* INSTRUCTIONS TO FOLLOW *
Retype each record shown below, leaving every character as it is.

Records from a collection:
* * * * * * * * *
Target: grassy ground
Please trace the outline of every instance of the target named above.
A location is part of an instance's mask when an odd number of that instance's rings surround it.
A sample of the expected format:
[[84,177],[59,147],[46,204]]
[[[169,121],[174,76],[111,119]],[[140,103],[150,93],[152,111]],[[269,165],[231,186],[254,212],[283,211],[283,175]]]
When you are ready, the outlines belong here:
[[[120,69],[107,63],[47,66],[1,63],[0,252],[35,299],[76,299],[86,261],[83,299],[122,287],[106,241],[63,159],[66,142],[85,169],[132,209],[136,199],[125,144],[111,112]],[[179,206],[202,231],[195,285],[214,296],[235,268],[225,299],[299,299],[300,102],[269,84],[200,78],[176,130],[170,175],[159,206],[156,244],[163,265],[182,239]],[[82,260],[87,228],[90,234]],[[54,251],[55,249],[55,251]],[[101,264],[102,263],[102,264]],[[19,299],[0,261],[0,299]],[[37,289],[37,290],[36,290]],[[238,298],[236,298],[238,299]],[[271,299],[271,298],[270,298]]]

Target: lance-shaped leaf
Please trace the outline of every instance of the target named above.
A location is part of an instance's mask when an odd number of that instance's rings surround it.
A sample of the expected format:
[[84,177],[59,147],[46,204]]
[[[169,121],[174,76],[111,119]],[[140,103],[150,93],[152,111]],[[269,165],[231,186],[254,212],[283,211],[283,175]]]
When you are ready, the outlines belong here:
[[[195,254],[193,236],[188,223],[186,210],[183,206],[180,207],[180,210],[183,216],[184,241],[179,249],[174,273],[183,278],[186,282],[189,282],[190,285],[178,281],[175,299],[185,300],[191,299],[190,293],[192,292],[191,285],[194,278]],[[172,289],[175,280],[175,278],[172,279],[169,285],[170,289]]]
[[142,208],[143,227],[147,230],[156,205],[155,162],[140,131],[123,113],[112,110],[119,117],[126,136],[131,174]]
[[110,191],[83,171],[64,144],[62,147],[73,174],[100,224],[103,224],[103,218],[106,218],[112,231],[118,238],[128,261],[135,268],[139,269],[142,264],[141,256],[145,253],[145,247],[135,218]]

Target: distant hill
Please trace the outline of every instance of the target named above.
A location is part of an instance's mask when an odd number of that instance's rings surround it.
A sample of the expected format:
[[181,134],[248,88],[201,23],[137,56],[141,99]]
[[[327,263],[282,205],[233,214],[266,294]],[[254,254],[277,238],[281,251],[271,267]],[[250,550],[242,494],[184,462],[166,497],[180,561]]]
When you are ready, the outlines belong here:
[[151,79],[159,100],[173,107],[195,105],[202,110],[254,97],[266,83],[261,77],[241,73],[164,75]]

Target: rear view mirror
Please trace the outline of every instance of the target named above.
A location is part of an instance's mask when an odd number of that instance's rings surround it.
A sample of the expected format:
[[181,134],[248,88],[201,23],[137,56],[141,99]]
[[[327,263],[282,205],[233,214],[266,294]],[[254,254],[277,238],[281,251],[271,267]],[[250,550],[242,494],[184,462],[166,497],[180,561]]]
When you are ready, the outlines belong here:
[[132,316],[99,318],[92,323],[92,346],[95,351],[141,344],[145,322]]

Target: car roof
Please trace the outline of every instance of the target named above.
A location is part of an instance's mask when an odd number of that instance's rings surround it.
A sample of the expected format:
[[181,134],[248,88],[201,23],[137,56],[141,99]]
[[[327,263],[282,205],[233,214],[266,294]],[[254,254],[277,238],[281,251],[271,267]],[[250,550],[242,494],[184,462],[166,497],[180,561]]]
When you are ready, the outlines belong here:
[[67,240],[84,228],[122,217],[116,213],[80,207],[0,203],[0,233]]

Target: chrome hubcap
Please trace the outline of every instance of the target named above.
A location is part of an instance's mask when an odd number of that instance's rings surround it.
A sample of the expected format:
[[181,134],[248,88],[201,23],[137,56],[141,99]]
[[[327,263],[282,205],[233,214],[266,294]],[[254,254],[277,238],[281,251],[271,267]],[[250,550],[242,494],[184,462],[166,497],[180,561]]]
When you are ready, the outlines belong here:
* * * * * * * * *
* REPLY *
Target: grassy ground
Please trace the outline of every instance of the target named above.
A location is part of an instance's mask when an odd number of that instance's rings surround it.
A sample of the expected format:
[[84,177],[59,147],[46,204]]
[[[169,121],[174,76],[111,119]],[[140,103],[150,93],[152,111]],[[269,165],[231,186],[254,212],[283,211],[283,175]]]
When you are ready, the outlines belong here:
[[[120,69],[107,63],[47,66],[1,63],[0,252],[35,299],[76,299],[86,261],[83,299],[122,287],[106,241],[63,159],[66,142],[85,169],[132,209],[136,199],[125,144],[111,112]],[[179,206],[202,231],[195,285],[214,296],[235,268],[225,299],[299,299],[300,102],[269,84],[200,78],[176,130],[170,175],[159,206],[156,244],[163,265],[182,239]],[[82,260],[87,228],[90,234]],[[54,251],[55,249],[55,251]],[[101,264],[102,263],[102,264]],[[19,299],[0,261],[0,299]],[[37,289],[37,290],[36,290]],[[238,298],[236,298],[238,299]],[[271,299],[271,298],[270,298]]]

Target: lance-shaped leaf
Please trace the outline of every instance of the target named above.
A location is part of an instance's mask when an odd number of that instance's rings surround it.
A sample of the expected format:
[[84,177],[59,147],[46,204]]
[[[169,121],[174,76],[111,119]],[[140,103],[150,93],[152,111]],[[269,165],[231,186],[254,212],[283,211],[283,175]]]
When you are ready, the outlines belong here:
[[[195,254],[193,236],[188,223],[186,210],[183,206],[180,207],[180,210],[183,216],[184,241],[179,249],[174,273],[183,278],[186,282],[189,282],[190,285],[178,281],[175,299],[185,300],[191,299],[190,293],[192,292],[191,285],[194,278]],[[172,289],[175,280],[175,278],[172,279],[169,285],[170,289]]]
[[142,208],[143,227],[147,230],[156,205],[155,162],[140,131],[123,113],[112,110],[119,117],[126,136],[131,174]]
[[110,191],[83,171],[64,144],[62,147],[73,174],[100,224],[103,224],[103,218],[106,218],[112,231],[118,238],[128,261],[135,268],[139,269],[142,264],[141,256],[145,253],[145,247],[135,218]]

Target: distant hill
Please trace the outline of every instance of the target named above.
A location is part of an instance's mask when an odd number of that instance's rings surround it.
A sample of the expected format:
[[181,134],[248,88],[201,23],[137,56],[141,99]]
[[[327,263],[282,205],[233,214],[266,294]],[[254,254],[277,238],[281,251],[271,267]],[[250,550],[242,494],[184,462],[166,497],[180,561]]]
When you are ready, the outlines belong here:
[[151,79],[159,100],[173,107],[195,105],[202,110],[254,97],[266,83],[261,77],[241,73],[164,75]]

Target: rear view mirror
Please trace the outline of every instance of the target named above.
A location is part of an instance's mask when an odd number of that instance's rings surround it.
A sample of the expected format:
[[181,134],[248,88],[201,23],[137,56],[141,99]]
[[[327,263],[282,205],[233,214],[266,294]],[[254,254],[277,238],[281,251],[271,267]],[[250,550],[242,494],[184,462],[166,497],[180,561]]]
When you are ready, the outlines belong here:
[[132,316],[99,318],[92,323],[92,346],[95,351],[141,344],[145,322]]

Target: car roof
Please trace the outline of every instance of the target named above.
A location is part of an instance's mask when an odd number of that instance's rings surround it.
A sample of the expected format:
[[181,134],[248,88],[201,23],[137,56],[141,99]]
[[[327,263],[282,205],[233,214],[266,294]],[[254,254],[277,238],[281,251],[271,267]],[[250,550],[242,494],[184,462],[166,497],[180,561]]]
When you are ready, the outlines belong here:
[[67,240],[84,228],[122,217],[116,213],[80,207],[0,203],[0,233]]

Target: chrome hubcap
Please trace the outline of every instance of the target named above.
A location is part of an instance's mask when an odd number of that instance's rings surround it.
A sample of the expected format:
[[181,134],[248,88],[201,23],[137,56],[141,99]]
[[[327,263],[282,205],[233,214],[266,294]],[[254,254],[277,238],[281,251],[271,267]],[[250,550],[242,494],[184,462],[166,497],[180,561]]]
When you are ready, the outlines belong here:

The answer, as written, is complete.